------ Alıştırma metni ------

13. yüzyılın sonlarına doğru Kayıların başında Ertuğrul Bey bulunuyordu. Ertuğrul Bey 1281 yılında ölünce Kayıların başına oğlu Osman Bey geçti.

Osman Bey’in Kayı boyunun başına geçtiği yıllarda Bizans’ın Anadolu toprakları üzerindeki kontrolü büyük ölçüde ortadan kalkmıştı. Bu nedenle Bizans tekfurları, bulundukları bölgelerde bağımsız birer hükümdar gibi davranıyorlardı. Osman Bey, Anadolu’daki Bizans merkezî otoritesinin zayıflığından ve Bizans halkının hoşnutsuzluğundan yararlanarak topraklarını batıya doğru genişletme siyaseti izlemeye karar verdi. Bu amaçla çevresindeki Bizans şehirlerine akınlar yapmaya başladı.

------

Yapılacak iş: Osman Bey hakkındaki metni hiçbir değişiklik yapmadan baştan sona tekrar yazın. Aşağıdaki materyal bu çalışmada hiçbir rol oynamıyor.

------ Listelenen materyal ------

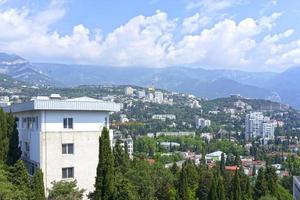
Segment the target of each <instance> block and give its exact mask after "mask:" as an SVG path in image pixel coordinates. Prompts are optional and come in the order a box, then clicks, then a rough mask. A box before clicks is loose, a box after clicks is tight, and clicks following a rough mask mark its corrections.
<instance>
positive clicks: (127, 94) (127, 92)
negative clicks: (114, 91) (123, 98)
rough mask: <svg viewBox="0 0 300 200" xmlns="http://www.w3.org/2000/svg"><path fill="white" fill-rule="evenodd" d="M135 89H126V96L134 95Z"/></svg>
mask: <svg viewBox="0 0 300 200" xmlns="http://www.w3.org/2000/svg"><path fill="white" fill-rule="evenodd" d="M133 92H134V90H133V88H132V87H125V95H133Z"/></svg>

------
------ Listelenen materyal ------

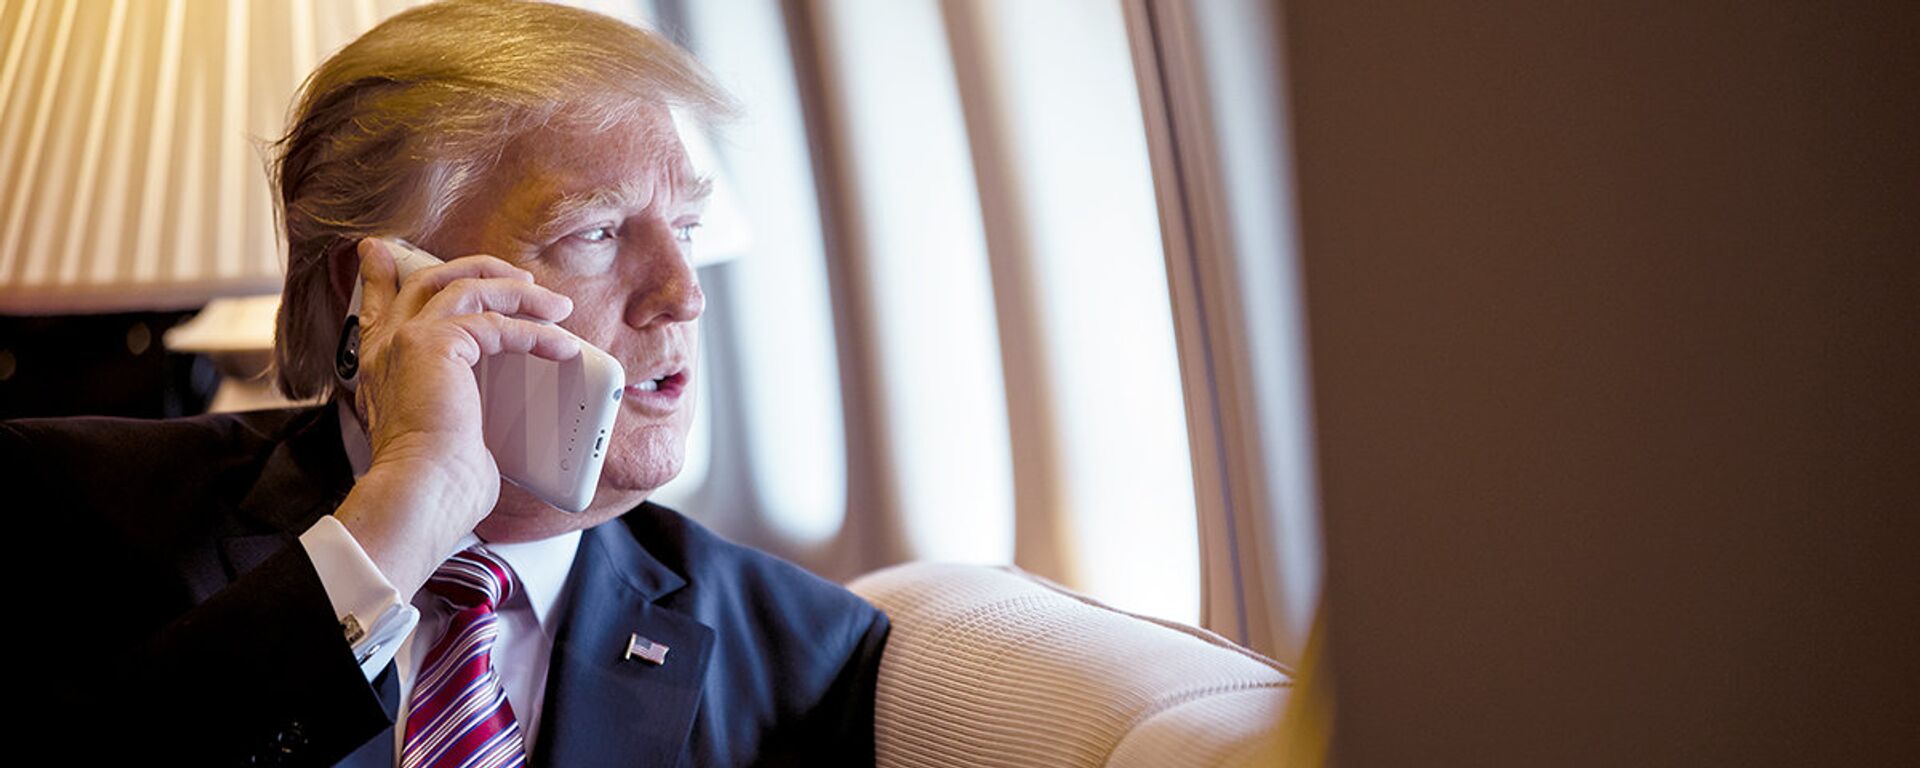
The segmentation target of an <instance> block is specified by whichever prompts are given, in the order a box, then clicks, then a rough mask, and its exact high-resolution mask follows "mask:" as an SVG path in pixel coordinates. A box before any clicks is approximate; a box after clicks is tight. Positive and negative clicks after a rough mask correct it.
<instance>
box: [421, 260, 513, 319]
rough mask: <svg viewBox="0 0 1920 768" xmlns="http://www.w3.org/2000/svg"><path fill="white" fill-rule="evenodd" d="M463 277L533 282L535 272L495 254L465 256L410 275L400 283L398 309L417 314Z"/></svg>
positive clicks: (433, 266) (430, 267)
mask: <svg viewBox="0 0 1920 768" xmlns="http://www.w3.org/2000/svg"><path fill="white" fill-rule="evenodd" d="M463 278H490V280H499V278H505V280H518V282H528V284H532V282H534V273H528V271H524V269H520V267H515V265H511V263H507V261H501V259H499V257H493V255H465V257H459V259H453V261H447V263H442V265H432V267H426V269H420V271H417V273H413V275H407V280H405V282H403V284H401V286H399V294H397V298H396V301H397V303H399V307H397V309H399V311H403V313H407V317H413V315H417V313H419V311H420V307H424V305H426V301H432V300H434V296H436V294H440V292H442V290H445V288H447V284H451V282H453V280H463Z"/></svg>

------
------ Listelenen materyal ------

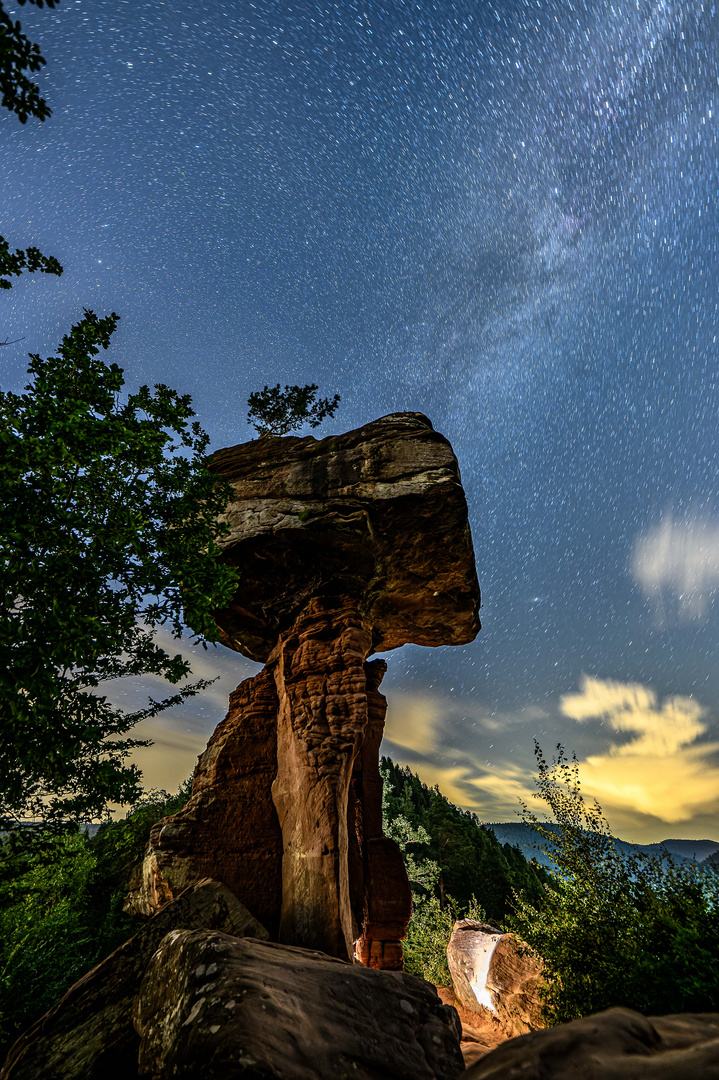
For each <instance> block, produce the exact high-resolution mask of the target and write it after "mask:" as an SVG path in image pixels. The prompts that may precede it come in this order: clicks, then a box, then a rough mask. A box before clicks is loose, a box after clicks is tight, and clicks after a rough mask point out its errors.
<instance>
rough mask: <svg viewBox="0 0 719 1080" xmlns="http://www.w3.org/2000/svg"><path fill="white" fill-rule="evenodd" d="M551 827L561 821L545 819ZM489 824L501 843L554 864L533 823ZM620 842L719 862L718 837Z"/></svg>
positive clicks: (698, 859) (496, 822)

------

Görevin çıktısı:
13. yüzyılın sonlarına doğru Kayıların başında Ertuğrul Bey bulunuyordu. Ertuğrul Bey 1281 yılında ölünce Kayıların başına oğlu Osman Bey geçti.

Osman Bey’in Kayı boyunun başına geçtiği yıllarda Bizans’ın Anadolu toprakları üzerindeki kontrolü büyük ölçüde ortadan kalkmıştı. Bu nedenle Bizans tekfurları, bulundukları bölgelerde bağımsız birer hükümdar gibi davranıyorlardı. Osman Bey, Anadolu’daki Bizans merkezî otoritesinin zayıflığından ve Bizans halkının hoşnutsuzluğundan yararlanarak topraklarını batıya doğru genişletme siyaseti izlemeye karar verdi. Bu amaçla çevresindeki Bizans şehirlerine akınlar yapmaya başladı.